Brief 1 - In the lease accounting article, list every type of company or entity named before the heading "Updates to Lessee Accounting for Leases".
Brief 2 - Please answer from the lease accounting article: under the optional practical expedient, which leases are not recognized as assets and liabilities on the lessee's balance sheet?

Page text -
How Changes to Lease Accounting Impact Agribusiness

The adoption dates of Financial Accounting Standards Board (FASB) Accounting Standard Codification® (ASC) Topic 842, Leases are rapidly approaching for private companies that haven’t early adopted.

The implementation process experienced by public companies demonstrates that the adoption of the new lease standard can be administratively challenging and time consuming.

While this standard is applicable regardless of industry, agribusiness entities may face unique adoption challenges. Starting the implementation process now and getting ahead of these adoption issues can help reduce the burden on your staff and decrease the likelihood of unwelcome surprises.

We outline a few of the key challenges below; but first, a quick recap of lease accounting by lessees and effective dates.

Updates to Lessee Accounting for Leases

The new lease accounting standard intends to provide users of financial statements with greater visibility and transparency into the financial impacts of a lessee’s lease obligations and leased assets.

Lessees are required to recognize all leases of property or equipment on their balance sheet. However, many will likely adopt an optional practical expedient whereby leases with terms of 12 months or less aren’t recognized as assets and liabilities on the lessee’s balance sheet but rather accounted for as executory contracts, similar to how operating leases were accounted for prior to the FASB’s new lease accounting guidance.

Listed entries -
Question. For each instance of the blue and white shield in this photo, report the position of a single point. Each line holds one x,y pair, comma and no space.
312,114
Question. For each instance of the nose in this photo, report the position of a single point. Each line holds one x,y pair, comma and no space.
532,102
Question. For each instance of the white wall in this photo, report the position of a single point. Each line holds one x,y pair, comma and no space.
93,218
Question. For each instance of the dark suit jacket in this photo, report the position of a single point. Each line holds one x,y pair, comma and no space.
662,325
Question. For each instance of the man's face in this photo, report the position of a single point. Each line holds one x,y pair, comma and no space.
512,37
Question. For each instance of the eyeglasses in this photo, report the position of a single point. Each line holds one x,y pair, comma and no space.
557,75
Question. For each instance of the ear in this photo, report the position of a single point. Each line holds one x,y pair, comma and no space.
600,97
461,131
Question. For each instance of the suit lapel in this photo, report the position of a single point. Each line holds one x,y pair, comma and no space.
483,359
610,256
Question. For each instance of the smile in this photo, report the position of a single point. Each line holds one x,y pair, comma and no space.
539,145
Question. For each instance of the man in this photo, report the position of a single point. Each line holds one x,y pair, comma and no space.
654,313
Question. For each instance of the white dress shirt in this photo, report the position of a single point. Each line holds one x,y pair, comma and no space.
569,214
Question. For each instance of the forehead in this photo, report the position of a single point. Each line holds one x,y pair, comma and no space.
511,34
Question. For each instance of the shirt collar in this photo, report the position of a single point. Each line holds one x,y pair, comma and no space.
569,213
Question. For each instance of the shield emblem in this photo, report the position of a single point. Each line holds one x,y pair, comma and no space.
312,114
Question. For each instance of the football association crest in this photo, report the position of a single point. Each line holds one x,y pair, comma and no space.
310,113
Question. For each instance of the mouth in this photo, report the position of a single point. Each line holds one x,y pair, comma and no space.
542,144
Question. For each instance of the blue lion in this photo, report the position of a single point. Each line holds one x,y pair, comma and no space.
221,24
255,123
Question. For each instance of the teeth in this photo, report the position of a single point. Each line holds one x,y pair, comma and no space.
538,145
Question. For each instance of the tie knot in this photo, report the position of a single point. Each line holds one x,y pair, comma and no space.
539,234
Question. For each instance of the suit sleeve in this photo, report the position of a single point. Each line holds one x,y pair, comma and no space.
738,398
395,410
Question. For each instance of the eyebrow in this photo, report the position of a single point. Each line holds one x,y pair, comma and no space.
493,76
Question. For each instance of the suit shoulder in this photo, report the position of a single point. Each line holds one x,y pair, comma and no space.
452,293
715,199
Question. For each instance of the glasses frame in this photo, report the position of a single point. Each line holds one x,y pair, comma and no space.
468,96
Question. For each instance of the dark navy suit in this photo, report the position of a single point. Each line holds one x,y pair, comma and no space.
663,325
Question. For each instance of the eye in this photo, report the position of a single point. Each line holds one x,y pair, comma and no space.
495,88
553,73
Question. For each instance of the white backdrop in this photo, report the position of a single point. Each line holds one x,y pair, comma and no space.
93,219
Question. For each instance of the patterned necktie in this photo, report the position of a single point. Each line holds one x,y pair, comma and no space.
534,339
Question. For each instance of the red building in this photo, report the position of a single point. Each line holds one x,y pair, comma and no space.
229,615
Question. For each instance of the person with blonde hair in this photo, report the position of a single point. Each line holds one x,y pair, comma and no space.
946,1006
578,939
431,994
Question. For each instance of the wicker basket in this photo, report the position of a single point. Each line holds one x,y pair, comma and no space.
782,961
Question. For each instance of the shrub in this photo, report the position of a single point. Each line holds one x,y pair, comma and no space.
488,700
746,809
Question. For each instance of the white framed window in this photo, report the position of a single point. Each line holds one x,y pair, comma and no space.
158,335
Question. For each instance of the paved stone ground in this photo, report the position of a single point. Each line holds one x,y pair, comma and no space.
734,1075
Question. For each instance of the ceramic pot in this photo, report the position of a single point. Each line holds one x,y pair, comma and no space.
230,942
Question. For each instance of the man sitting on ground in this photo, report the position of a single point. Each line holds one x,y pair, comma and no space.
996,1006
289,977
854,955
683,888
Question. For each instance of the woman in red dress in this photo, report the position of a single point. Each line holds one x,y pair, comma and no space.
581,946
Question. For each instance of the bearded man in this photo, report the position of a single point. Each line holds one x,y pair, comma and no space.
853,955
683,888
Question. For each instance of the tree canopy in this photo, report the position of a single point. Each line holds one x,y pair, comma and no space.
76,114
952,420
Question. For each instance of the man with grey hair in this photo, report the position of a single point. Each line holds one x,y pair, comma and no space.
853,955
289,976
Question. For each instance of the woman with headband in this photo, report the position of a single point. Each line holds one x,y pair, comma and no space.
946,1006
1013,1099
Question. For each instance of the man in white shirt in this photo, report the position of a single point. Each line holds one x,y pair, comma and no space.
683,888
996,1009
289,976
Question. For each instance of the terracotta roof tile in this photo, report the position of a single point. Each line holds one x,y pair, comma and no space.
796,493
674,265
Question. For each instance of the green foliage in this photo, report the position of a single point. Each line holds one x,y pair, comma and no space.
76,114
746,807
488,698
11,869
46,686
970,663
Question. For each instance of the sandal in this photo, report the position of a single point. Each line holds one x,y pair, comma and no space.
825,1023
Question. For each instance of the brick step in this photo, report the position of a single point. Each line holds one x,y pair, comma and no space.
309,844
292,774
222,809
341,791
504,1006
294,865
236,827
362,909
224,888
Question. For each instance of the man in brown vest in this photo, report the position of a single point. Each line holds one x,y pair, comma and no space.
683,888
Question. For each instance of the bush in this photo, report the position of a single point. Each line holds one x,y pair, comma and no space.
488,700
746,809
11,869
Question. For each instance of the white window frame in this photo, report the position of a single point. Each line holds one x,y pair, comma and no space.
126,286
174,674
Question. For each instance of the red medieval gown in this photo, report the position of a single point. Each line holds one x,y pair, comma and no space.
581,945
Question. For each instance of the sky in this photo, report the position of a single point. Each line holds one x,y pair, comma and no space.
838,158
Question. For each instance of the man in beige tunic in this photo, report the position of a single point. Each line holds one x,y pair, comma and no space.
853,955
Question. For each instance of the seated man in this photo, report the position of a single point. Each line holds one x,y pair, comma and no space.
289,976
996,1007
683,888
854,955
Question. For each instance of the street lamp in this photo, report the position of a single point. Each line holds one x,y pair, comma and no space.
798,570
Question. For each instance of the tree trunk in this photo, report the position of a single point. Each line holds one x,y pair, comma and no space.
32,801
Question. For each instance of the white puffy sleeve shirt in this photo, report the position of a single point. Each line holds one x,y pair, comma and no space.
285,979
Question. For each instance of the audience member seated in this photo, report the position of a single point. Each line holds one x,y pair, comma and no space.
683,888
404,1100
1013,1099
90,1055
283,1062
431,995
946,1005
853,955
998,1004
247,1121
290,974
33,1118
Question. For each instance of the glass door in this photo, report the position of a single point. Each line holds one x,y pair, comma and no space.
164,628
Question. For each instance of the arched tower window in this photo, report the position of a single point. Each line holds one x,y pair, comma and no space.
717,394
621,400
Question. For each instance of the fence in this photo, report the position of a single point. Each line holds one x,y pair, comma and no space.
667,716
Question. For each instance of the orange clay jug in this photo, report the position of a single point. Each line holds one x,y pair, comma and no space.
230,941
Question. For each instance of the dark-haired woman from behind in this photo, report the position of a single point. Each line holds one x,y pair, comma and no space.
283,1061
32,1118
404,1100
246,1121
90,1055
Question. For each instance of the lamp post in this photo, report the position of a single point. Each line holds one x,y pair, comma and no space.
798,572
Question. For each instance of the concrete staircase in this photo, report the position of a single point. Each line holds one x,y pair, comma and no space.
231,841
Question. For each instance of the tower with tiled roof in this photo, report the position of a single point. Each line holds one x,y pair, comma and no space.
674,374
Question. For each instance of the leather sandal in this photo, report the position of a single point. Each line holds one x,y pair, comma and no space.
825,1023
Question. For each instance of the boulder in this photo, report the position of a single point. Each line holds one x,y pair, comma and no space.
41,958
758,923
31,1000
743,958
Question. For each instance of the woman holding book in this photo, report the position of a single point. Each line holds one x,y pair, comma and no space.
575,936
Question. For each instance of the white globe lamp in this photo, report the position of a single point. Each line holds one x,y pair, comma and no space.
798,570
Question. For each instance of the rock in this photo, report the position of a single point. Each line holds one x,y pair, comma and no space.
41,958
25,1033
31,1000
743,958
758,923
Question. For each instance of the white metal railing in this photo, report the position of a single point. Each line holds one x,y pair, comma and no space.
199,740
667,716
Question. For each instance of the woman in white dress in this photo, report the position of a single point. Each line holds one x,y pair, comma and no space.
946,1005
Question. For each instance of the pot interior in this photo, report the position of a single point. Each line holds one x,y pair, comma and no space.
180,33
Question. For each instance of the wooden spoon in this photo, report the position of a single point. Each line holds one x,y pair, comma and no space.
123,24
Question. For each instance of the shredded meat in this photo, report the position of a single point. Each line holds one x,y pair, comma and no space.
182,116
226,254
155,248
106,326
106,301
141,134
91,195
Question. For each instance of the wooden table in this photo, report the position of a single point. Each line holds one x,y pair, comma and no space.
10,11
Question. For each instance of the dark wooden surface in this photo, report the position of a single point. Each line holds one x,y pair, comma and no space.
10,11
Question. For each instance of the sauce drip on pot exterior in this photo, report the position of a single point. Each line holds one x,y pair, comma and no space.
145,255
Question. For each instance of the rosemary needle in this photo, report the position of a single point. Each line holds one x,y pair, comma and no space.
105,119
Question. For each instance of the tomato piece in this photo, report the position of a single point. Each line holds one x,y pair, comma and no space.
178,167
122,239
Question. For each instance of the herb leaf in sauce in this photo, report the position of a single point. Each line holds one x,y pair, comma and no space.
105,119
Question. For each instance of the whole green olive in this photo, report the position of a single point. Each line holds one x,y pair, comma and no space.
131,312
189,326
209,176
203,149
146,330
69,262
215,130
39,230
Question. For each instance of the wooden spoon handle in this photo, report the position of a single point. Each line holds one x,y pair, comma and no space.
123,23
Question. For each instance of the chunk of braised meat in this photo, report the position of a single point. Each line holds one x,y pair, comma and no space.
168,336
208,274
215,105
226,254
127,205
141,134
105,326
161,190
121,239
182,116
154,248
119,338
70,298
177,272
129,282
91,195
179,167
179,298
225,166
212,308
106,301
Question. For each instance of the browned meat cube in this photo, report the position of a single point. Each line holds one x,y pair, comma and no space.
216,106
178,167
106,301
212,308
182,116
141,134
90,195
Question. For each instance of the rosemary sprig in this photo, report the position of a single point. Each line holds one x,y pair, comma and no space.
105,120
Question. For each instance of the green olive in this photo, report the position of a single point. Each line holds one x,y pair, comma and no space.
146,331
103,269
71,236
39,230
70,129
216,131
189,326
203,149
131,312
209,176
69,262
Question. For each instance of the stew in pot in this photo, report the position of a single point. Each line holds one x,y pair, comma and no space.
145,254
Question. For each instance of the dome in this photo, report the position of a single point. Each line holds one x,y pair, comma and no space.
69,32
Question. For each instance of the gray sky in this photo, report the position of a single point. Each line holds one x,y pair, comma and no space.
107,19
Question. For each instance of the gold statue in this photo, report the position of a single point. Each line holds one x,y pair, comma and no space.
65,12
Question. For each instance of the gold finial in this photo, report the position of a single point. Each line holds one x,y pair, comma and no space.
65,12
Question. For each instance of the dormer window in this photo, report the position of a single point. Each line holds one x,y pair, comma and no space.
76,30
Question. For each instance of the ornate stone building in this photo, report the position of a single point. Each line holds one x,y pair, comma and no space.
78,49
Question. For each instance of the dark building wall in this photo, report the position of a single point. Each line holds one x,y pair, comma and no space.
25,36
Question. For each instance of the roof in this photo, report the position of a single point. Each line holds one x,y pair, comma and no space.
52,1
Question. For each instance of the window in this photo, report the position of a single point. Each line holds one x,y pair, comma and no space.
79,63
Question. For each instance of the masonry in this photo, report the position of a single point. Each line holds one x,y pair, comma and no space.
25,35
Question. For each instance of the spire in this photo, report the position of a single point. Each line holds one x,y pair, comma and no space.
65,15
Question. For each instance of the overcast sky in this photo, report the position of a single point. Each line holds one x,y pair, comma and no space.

Task output 1 - Private companies, public companies, agribusiness entities

Task output 2 - Leases with terms of 12 months or less.